STATED TASK → Can you copy out the listing below verbatim, every line included?
= = = =
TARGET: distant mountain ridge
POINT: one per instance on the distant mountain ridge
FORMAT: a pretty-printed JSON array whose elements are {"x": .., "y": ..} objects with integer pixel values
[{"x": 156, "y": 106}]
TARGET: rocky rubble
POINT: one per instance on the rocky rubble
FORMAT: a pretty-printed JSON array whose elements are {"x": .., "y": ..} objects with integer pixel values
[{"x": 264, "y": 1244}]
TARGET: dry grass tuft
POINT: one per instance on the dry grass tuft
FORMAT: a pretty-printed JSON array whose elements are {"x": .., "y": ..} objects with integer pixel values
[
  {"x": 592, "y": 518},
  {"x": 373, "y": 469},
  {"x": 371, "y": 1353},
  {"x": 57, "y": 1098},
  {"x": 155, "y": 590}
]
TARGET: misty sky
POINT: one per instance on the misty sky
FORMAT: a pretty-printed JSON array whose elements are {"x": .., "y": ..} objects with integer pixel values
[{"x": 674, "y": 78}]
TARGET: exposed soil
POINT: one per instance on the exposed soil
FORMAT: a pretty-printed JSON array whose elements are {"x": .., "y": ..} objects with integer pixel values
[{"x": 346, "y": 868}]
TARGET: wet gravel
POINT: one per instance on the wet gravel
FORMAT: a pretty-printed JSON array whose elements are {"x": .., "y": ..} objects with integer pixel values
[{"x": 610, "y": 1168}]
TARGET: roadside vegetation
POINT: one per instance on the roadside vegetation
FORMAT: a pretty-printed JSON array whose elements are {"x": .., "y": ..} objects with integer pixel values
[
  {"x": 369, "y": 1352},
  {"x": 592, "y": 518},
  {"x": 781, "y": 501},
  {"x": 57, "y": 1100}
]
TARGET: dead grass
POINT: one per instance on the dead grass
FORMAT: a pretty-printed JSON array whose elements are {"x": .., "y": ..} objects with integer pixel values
= = = =
RESPONSE TO THE TASK →
TARGET: distant mountain ridge
POINT: one per instance on the distant mountain ridge
FORMAT: a pretty-printed JSON array whose elements are {"x": .., "y": ..} objects with integer pixel values
[{"x": 156, "y": 106}]
TARGET: rocky rubble
POINT: one per instance on the rocky rubble
FORMAT: a pretty-printed JSON array whose elements are {"x": .., "y": ..} objects with integer pixel values
[{"x": 264, "y": 1244}]
TARGET: dry grass tuft
POINT: one per instance on the dry grass tuft
FORMAT: a pretty-printed JSON array whose elements are {"x": .., "y": ..} objects with integer pixel values
[
  {"x": 592, "y": 518},
  {"x": 373, "y": 469},
  {"x": 371, "y": 1353},
  {"x": 57, "y": 1098},
  {"x": 155, "y": 590}
]
TARGET: misty sky
POINT: one per instance on the misty sky
FORMAT: a pretty-printed JSON array whose elements are {"x": .., "y": ..} objects with integer pixel values
[{"x": 674, "y": 78}]
TARGET: exposed soil
POINT: one per instance on the exposed soil
FORMAT: a pretty-printed JSON array whose elements are {"x": .., "y": ..} objects with integer pixel values
[{"x": 346, "y": 868}]
TARGET: wet gravel
POINT: one per instance on the wet gravel
FORMAT: a pretty-printed JSON array whose elements are {"x": .., "y": ..} objects with integer pixel values
[{"x": 610, "y": 1168}]
TARGET: roadside vegetation
POINT: one per instance on the roadside vegetation
FORMAT: a pretty-printed JSON array whose elements are {"x": .., "y": ..} objects with integer pixel values
[
  {"x": 369, "y": 1352},
  {"x": 592, "y": 518},
  {"x": 781, "y": 501},
  {"x": 57, "y": 1100}
]
TARGET: dead grass
POINT: one per instance on the dead grass
FORMAT: a pretty-printed JSON array whose elements are {"x": .., "y": ..} objects with integer pixel values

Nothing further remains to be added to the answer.